§ RECORDS FOR THIS EXERCISE
++++++++

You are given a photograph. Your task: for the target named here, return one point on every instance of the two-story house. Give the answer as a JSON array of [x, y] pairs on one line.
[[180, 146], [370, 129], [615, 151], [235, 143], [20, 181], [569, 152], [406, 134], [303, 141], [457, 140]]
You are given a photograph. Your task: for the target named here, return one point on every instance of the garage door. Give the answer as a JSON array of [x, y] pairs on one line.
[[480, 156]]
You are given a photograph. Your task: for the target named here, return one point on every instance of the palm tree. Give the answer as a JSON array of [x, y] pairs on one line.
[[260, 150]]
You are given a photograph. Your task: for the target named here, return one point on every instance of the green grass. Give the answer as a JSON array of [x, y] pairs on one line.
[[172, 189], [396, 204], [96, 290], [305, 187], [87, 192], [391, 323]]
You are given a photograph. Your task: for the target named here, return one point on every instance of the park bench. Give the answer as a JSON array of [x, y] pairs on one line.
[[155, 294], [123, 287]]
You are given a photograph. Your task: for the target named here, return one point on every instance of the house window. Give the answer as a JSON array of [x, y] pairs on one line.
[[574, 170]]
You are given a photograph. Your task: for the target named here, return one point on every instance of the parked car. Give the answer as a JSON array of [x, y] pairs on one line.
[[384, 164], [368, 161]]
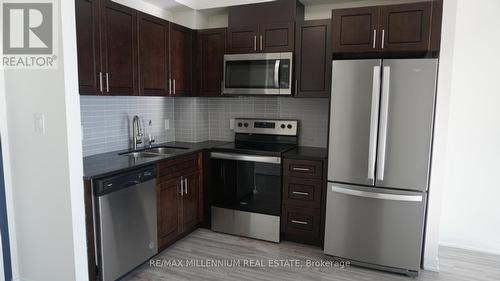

++++++++

§ DIRECTIONS
Output every row above word for word, leaving the picture out.

§ TASK ANSWER
You are given a photograph. Your task: for the target named here, return one point on every instance of the two-story house. Give the answer as a JSON array of [x, y] pairs on one line.
[[180, 146], [370, 129], [615, 151], [235, 143], [20, 181], [569, 152], [406, 134], [303, 141], [457, 140]]
You are given a photograph. Your task: for the target named here, return one point on every instance of the garage door. Give the answer as a JSON array of [x, y] pairs on one line.
[[480, 156]]
You are given a photograph. Your task: for the target named here, return one point on every instance of the palm tree. Give the answer as a JSON array of [x, y] pairs on one line.
[[260, 150]]
You are given a photograph. Your task: for the target named here, return one point on every instance of the green grass. Give the answer as a JSON array of [x, y] pairs on one line.
[[172, 189], [396, 204], [96, 290], [305, 187], [87, 192], [391, 323]]
You are given a photograph. Your task: for the target named here, return one point on every instance of the park bench. Give the answer as a JSON array of [x, y] pairs on one line.
[[155, 294], [123, 287]]
You are given a photograph. Your task: for the target named here, return one point on every instance of the house window. Give the answer as a JSON array of [x, y] pairs on one line.
[[574, 170]]
You are given a photograph. Your task: for the target named here, return one point on every instance of the parked car. Give the answer as a JSON array of [x, y] pairs on one line.
[[384, 164], [368, 161]]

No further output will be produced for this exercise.